» O que fazer
[1] Transcreva, sem alterar nada, tudo o que vai de "Essa concepção dos" até "cada palavra individual." no texto sobre Fernando Pessoa e os mitos.
[2] Separe todas as linhas dos registros em que aparece a palavra "prompt".

» Fonte
* * * *
Fernando Pessoa e os mitos

O seguinte artigo foi publicado sábado, 13 de dezembro, na minha coluna da "Ilustrada", da Folha de São Paulo:

Fernando Pessoa e os mitos


"O MITO é o nada que é tudo", diz o famoso primeiro verso do poema "Ulisses", do livro "Mensagem", de Fernando Pessoa. Em anotação de 1930 que devia ser o esboço do prefácio para a edição projetada das suas obras, ele diz: "Desejo ser um criador de mitos, que é o mistério mais alto que pode obrar alguém da humanidade".

Essa concepção dos mitos como obras parece-me estar de acordo com a concepção homérica. Na cultura oral primária grega, que desconhecia a escrita, "mythos" se opunha a "epos". "Epos" (de onde vem "epopeia", a produção de "epos") é o discurso que se reitera, como as canções, os provérbios, algumas rezas, os epítetos tradicionais dos heróis ou deuses, e cada palavra individual.
* * * *
» Dados da tarefa
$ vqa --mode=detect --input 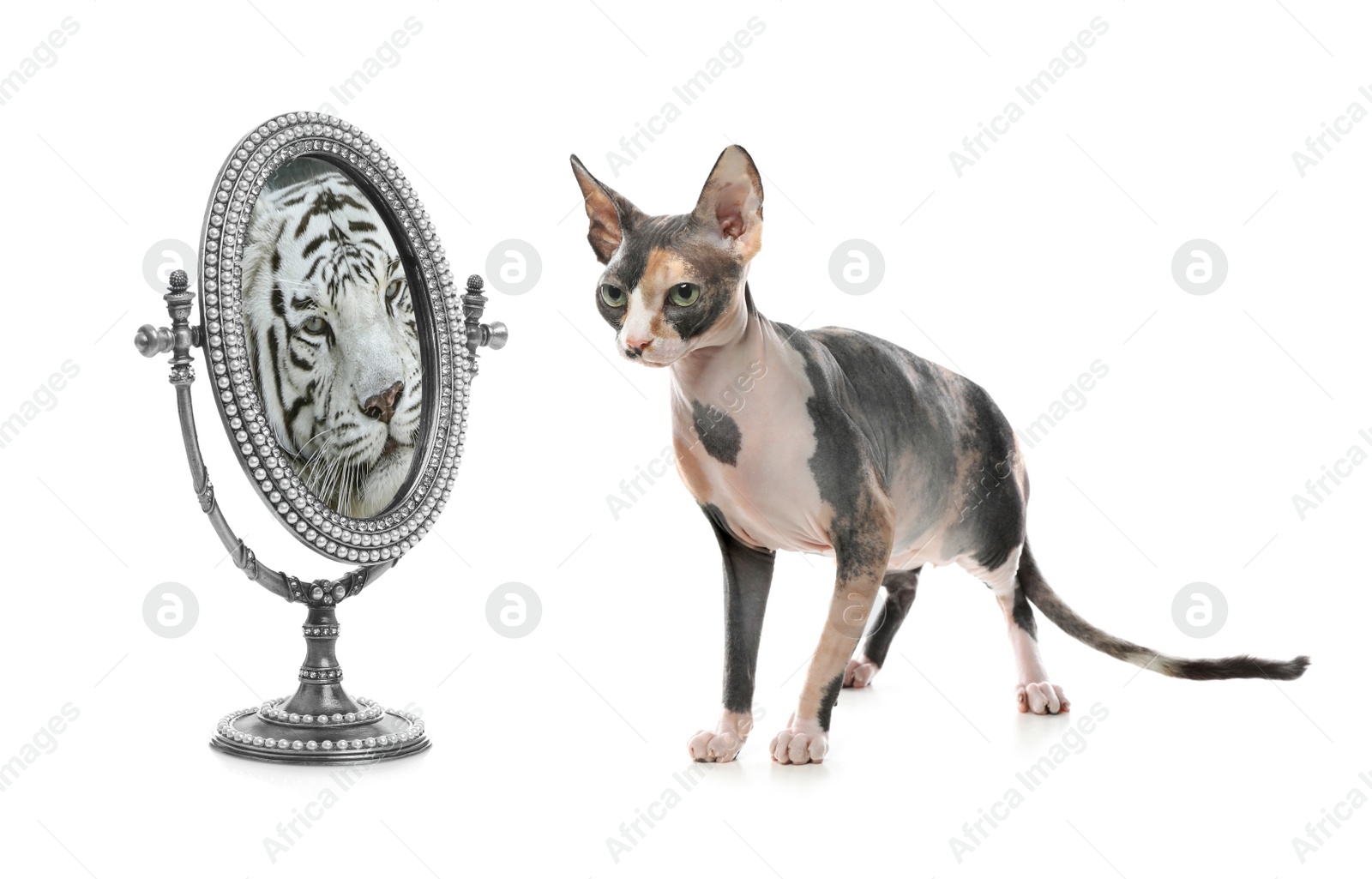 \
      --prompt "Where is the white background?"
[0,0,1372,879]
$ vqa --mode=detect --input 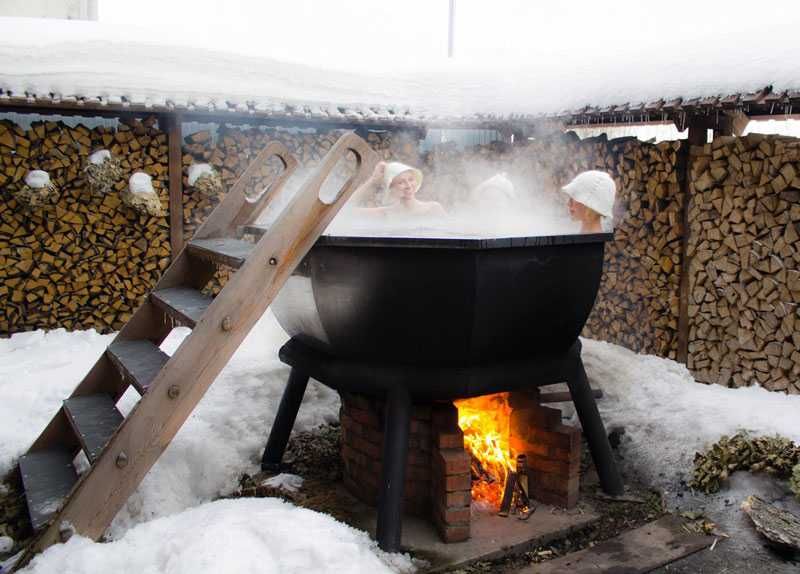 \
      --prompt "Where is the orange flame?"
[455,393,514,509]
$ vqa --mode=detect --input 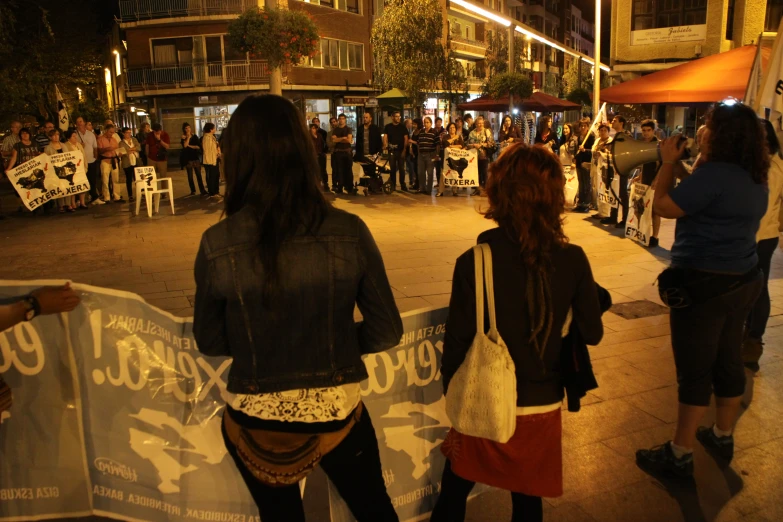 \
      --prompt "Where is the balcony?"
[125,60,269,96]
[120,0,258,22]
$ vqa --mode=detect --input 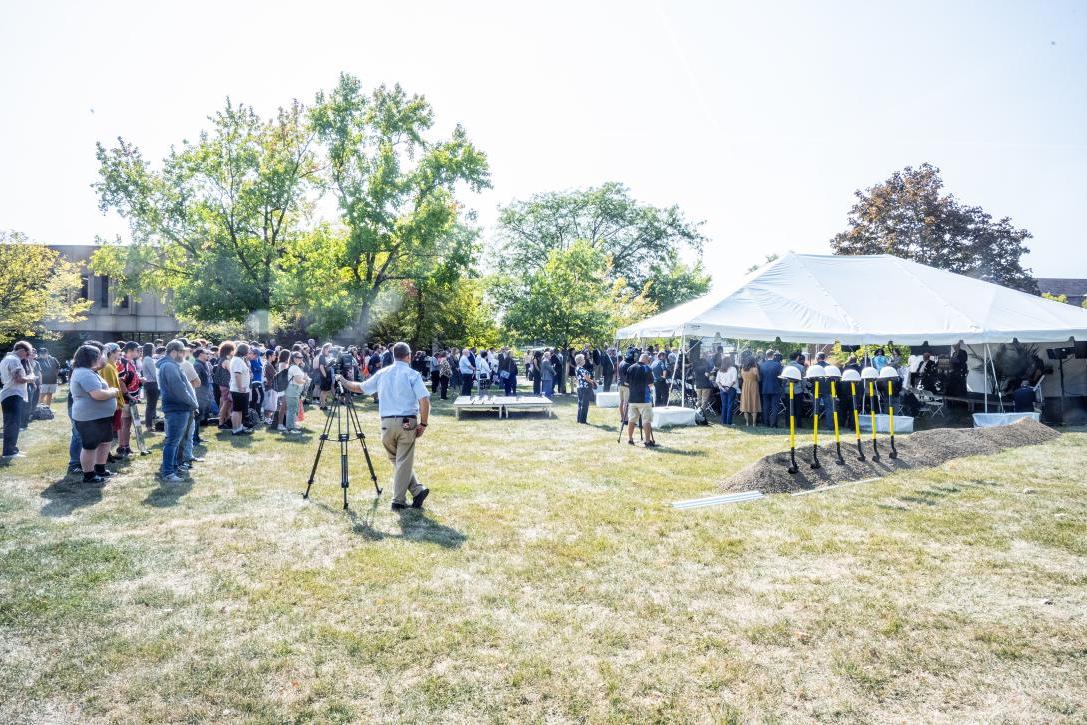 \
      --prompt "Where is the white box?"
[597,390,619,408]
* * * *
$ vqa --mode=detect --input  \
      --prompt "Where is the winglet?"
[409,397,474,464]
* * * *
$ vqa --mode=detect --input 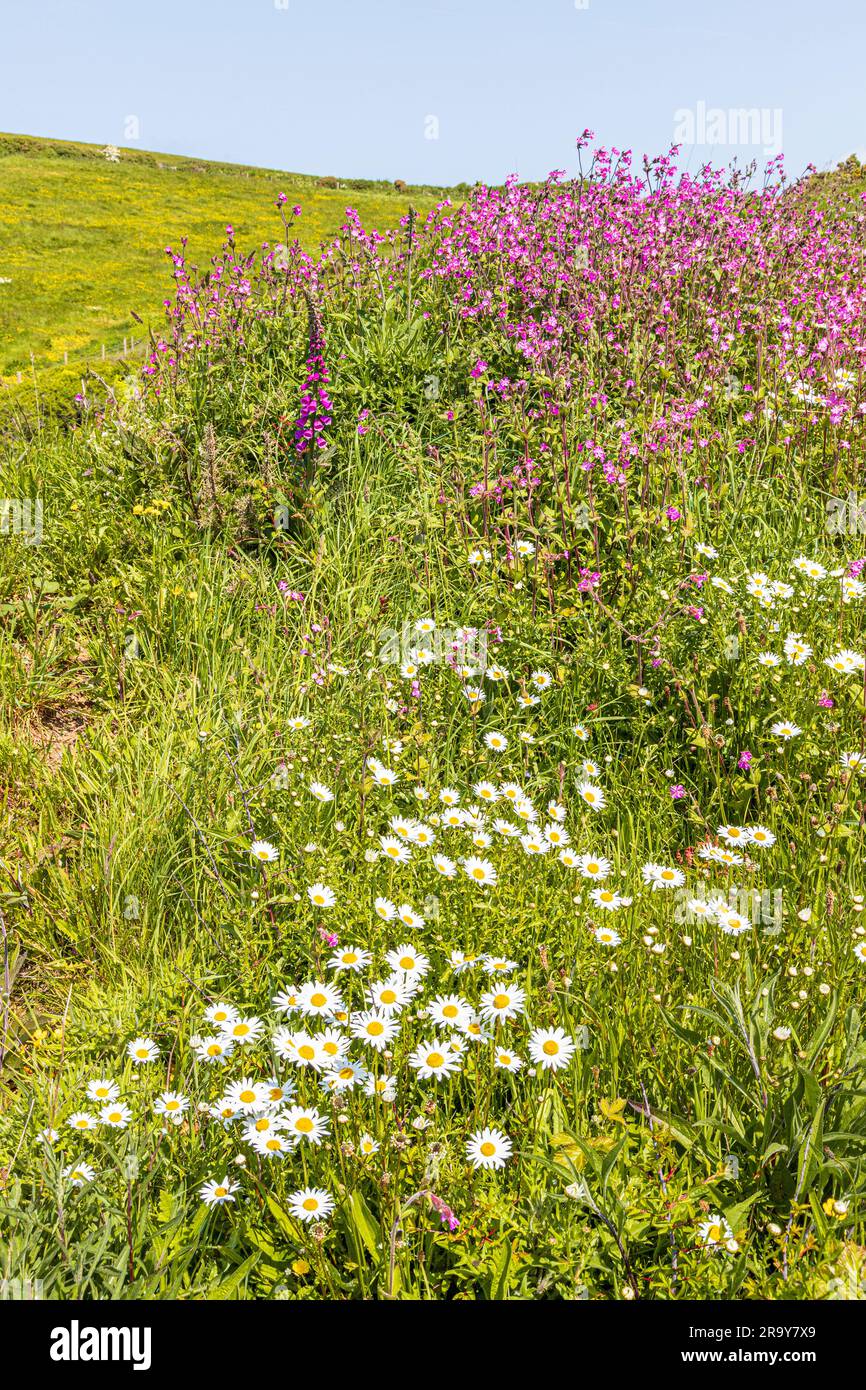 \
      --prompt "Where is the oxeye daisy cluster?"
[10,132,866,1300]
* * * *
» Respostas esperadas
[1]
Essa concepção dos mitos como obras parece-me estar de acordo com a concepção homérica. Na cultura oral primária grega, que desconhecia a escrita, "mythos" se opunha a "epos". "Epos" (de onde vem "epopeia", a produção de "epos") é o discurso que se reitera, como as canções, os provérbios, algumas rezas, os epítetos tradicionais dos heróis ou deuses, e cada palavra individual.

[2]
      --prompt "Where is the white background?"
      --prompt "Where is the orange flame?"
      --prompt "Where is the balcony?"
      --prompt "Where is the white box?"
      --prompt "Where is the winglet?"
      --prompt "Where is the oxeye daisy cluster?"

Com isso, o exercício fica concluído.